• [Task objective]: Everything from the line containing "the crocodile eye" through the last line of the records below should be printed exactly, please, and nothing else.

Object location annotation data
|---|
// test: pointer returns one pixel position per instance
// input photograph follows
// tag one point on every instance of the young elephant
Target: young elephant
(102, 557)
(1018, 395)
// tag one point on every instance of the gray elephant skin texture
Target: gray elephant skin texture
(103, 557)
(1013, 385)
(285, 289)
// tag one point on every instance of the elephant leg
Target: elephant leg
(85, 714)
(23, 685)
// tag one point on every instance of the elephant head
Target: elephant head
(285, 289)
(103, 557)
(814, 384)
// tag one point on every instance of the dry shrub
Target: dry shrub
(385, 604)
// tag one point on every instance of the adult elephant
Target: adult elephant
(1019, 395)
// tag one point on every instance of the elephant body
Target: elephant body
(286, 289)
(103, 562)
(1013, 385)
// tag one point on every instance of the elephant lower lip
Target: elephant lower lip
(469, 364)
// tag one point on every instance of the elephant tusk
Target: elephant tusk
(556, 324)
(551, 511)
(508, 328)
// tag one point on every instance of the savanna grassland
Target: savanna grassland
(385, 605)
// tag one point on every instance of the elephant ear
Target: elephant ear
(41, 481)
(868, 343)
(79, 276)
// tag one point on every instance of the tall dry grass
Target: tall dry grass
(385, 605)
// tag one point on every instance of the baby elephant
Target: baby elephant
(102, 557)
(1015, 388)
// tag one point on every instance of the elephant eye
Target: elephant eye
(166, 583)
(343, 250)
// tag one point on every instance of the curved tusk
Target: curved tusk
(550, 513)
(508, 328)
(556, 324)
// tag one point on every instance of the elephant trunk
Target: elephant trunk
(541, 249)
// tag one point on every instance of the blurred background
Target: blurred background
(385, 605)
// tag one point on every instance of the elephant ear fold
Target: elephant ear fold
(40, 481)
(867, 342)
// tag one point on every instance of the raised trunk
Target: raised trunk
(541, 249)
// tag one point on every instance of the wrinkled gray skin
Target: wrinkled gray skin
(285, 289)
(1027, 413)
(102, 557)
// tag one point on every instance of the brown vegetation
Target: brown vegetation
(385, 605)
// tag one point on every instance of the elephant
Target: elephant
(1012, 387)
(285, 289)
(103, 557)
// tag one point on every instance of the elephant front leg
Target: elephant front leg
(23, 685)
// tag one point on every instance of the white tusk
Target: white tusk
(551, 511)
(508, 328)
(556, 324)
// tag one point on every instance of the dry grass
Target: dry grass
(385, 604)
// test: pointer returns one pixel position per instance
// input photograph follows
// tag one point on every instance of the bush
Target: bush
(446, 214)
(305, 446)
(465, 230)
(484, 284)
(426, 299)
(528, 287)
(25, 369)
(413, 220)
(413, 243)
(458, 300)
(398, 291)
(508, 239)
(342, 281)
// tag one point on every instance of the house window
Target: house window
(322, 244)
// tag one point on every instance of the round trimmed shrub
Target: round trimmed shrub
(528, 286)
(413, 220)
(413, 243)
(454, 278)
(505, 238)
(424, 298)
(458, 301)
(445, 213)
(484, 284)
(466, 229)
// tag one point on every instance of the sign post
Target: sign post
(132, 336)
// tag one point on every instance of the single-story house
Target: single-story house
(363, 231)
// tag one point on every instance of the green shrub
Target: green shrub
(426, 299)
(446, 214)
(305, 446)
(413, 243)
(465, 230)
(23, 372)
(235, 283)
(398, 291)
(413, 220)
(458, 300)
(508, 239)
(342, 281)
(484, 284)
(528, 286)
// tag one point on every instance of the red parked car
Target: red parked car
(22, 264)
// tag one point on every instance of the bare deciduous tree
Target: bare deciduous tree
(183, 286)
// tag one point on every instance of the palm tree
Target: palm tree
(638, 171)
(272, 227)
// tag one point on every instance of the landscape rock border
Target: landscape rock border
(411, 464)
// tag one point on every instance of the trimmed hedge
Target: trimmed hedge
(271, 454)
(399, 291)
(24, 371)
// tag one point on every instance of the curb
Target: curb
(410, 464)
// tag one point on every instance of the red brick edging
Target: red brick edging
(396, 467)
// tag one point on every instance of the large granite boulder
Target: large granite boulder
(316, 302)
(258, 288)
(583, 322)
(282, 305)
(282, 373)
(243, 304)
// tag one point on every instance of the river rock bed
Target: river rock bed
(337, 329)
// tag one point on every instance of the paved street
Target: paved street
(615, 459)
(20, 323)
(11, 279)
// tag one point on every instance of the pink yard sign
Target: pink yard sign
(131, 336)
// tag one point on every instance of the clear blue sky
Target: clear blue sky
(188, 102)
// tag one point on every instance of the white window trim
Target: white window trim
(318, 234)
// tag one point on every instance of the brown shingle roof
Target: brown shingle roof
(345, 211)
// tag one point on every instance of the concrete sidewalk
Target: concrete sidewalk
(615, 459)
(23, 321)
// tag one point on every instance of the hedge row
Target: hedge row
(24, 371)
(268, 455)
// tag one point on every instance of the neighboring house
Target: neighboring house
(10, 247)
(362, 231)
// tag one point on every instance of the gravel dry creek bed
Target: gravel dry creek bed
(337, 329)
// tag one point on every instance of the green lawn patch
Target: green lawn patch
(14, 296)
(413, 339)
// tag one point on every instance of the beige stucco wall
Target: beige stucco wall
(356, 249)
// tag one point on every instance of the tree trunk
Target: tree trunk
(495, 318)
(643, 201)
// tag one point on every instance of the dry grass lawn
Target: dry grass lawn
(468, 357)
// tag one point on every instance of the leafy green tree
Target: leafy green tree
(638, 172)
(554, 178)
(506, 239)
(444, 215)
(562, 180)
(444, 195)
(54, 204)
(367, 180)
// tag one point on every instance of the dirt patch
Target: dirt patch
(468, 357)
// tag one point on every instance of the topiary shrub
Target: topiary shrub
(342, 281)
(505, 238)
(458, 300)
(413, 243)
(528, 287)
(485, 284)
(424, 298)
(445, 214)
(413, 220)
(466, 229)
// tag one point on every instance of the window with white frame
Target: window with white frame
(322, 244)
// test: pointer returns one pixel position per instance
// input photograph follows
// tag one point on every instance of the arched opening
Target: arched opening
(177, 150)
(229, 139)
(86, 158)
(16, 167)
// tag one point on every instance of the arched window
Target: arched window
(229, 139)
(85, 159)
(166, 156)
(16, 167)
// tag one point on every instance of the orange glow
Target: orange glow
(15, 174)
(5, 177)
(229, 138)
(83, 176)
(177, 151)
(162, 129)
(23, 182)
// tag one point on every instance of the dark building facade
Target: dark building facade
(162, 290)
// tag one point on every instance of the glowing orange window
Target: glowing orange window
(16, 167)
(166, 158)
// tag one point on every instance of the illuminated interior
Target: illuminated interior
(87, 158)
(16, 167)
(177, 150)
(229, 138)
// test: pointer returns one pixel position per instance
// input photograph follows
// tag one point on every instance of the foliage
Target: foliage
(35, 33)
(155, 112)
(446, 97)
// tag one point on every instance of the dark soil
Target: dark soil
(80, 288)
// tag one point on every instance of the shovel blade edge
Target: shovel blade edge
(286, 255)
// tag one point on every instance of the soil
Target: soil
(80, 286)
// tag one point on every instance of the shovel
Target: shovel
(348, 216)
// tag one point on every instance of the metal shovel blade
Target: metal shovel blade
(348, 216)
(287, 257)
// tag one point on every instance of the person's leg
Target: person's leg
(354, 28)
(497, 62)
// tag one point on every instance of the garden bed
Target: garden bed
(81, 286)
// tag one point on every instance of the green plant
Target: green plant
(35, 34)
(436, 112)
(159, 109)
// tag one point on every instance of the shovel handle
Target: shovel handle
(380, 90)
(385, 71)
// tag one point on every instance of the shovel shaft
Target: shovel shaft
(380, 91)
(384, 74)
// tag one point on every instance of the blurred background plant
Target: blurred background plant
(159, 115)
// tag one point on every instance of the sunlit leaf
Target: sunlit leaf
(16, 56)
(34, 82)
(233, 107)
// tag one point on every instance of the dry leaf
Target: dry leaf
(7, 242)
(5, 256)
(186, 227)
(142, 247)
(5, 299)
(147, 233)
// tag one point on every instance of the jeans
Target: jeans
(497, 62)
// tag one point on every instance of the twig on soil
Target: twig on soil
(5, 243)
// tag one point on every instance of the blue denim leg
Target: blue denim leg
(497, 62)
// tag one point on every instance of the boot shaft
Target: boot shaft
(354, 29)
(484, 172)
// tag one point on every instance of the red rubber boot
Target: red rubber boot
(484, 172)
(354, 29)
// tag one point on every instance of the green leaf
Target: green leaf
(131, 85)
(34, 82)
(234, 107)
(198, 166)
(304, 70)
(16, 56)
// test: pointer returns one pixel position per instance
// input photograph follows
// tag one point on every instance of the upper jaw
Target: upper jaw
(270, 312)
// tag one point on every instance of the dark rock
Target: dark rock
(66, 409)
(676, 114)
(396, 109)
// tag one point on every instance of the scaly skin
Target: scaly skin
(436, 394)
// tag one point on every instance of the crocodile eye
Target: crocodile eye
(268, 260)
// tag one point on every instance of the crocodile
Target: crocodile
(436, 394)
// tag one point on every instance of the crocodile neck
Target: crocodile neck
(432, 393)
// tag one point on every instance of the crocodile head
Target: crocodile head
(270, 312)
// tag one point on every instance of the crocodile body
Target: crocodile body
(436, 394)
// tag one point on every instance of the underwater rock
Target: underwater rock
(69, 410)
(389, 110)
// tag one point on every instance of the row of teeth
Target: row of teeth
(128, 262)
|---|
• [Result below]:
// tag one point on every instance of the crocodile eye
Target: crocodile eye
(268, 260)
// tag one point on every instance of the crocodile
Target: crocodile
(436, 394)
// tag one point on every instance of the crocodile neck
Target: crocodile neck
(432, 393)
// tag one point on every instance of the crocodile head
Target: crocodile head
(270, 312)
// tag one point on every instance of the crocodile body
Target: crocodile body
(436, 394)
// tag one point on every instance of the underwater rock
Target: underwater rock
(69, 410)
(389, 110)
// tag one point on every instance of the row of teeth
Target: row of teeth
(128, 262)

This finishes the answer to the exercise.